■ MATERIAL TO PROCESS

--------------------------------

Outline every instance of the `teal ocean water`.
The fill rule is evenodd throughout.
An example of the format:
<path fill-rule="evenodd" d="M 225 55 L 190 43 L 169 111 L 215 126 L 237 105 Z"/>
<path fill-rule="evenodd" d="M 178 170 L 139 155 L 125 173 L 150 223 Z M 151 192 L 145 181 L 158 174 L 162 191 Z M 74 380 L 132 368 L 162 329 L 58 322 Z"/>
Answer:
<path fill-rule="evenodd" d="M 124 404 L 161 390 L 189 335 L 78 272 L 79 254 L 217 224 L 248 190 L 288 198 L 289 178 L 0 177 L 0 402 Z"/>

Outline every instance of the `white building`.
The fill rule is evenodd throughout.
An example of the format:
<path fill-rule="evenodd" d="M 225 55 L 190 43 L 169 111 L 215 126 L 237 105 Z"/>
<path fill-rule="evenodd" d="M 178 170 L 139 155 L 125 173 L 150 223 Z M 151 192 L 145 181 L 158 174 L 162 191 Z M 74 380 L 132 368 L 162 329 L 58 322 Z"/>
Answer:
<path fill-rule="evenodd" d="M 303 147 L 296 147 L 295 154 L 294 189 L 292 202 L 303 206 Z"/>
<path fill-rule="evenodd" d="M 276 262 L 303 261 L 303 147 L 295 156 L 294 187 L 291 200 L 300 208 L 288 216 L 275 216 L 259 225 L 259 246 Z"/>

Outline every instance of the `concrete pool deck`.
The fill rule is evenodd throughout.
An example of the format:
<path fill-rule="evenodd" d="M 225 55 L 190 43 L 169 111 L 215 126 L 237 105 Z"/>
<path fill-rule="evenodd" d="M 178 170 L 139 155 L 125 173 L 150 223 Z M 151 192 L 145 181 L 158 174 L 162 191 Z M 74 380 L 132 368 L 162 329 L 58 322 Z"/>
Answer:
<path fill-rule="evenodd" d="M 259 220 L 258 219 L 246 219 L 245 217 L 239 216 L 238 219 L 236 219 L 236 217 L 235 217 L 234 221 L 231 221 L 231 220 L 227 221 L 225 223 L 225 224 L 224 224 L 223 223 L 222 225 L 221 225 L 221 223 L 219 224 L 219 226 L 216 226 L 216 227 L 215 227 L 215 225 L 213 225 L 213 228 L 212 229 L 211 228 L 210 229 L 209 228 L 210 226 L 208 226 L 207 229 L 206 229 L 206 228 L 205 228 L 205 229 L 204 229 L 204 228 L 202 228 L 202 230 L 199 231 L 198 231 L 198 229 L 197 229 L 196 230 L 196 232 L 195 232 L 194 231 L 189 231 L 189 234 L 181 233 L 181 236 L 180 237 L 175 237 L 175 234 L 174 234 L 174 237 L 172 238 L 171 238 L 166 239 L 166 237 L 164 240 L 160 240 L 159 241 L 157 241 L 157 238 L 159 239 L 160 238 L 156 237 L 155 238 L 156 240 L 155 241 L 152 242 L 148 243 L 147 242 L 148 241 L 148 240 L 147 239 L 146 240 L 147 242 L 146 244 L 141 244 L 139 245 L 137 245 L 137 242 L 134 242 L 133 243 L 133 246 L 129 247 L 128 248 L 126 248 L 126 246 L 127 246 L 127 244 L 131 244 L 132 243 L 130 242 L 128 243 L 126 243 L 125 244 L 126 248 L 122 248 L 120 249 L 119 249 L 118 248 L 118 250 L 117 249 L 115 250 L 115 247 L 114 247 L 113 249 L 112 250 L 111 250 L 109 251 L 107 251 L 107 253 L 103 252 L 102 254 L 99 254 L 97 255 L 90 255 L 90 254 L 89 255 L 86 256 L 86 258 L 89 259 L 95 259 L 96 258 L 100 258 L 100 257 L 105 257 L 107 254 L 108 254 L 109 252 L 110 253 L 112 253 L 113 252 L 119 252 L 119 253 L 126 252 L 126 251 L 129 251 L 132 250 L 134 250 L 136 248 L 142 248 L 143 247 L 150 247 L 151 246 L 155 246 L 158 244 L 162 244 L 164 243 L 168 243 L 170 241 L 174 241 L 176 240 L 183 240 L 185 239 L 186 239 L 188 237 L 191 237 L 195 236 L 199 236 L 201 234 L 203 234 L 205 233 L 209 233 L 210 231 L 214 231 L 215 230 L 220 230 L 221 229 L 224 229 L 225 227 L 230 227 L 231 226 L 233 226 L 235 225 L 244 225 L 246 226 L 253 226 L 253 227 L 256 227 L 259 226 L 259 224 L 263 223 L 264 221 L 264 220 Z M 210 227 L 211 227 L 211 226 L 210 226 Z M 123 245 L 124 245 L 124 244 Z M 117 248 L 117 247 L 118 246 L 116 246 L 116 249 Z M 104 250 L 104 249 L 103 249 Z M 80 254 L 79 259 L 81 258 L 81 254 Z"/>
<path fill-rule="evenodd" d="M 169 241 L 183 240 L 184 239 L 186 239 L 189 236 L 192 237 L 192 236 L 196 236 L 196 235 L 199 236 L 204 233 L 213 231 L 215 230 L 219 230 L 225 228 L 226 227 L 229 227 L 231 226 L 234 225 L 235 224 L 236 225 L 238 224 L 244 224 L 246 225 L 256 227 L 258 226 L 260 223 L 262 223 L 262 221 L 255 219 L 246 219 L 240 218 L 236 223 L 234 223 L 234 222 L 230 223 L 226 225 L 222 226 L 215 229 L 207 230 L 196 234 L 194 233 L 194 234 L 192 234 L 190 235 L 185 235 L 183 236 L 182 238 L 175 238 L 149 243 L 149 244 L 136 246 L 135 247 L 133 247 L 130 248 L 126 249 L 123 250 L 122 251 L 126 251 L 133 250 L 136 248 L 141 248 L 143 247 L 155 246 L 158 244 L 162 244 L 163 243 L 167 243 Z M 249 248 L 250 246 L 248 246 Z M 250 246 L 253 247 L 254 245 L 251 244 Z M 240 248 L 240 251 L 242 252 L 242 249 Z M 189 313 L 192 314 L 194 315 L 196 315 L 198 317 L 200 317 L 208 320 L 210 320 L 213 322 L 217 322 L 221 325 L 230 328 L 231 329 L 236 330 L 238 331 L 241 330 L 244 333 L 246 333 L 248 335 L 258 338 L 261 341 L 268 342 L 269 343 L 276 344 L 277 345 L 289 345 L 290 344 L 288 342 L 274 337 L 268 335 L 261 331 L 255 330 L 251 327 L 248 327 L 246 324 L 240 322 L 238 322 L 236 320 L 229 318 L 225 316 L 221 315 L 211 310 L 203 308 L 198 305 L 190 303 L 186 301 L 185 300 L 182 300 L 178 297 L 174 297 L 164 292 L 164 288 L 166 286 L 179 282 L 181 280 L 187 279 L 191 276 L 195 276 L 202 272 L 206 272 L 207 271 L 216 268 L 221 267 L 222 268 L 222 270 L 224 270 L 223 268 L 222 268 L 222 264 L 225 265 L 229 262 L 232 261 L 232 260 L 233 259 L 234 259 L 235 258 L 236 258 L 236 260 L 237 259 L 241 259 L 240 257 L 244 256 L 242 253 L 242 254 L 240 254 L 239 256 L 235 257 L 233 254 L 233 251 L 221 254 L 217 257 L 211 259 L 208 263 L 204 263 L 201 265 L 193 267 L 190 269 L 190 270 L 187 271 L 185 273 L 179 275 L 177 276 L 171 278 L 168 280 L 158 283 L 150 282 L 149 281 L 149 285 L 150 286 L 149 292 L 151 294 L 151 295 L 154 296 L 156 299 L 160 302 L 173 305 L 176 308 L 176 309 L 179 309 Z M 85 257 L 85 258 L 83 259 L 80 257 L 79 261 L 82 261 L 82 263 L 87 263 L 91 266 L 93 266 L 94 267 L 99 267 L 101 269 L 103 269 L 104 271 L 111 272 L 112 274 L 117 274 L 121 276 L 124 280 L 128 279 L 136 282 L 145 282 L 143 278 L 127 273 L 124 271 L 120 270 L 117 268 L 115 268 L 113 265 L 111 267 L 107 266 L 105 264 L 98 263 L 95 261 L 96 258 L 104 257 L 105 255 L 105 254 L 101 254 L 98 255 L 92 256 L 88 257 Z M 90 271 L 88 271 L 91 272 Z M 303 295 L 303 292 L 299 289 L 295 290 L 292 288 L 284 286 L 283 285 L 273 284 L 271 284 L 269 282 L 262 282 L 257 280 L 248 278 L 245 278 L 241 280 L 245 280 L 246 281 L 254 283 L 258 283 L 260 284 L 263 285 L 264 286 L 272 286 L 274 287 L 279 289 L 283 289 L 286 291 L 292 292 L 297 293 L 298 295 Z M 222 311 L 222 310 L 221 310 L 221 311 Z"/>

--------------------------------

■ PROBLEM
Starting at the first line of the rows and ending at the line containing "124 404 L 161", inclusive of both, render those lines as a JSON list of strings with one string per line, omitting blank lines.

■ WRITTEN ANSWER
[
  "Outline every instance of the `teal ocean water`.",
  "The fill rule is evenodd throughout.",
  "An example of the format:",
  "<path fill-rule=\"evenodd\" d=\"M 225 55 L 190 43 L 169 111 L 215 126 L 237 105 Z\"/>",
  "<path fill-rule=\"evenodd\" d=\"M 178 170 L 139 155 L 125 173 L 150 223 Z M 151 192 L 145 181 L 158 174 L 162 191 Z M 74 380 L 132 368 L 162 329 L 58 322 Z\"/>",
  "Answer:",
  "<path fill-rule=\"evenodd\" d=\"M 124 404 L 161 390 L 189 335 L 78 272 L 79 254 L 217 224 L 248 190 L 288 198 L 289 178 L 0 177 L 0 402 Z\"/>"
]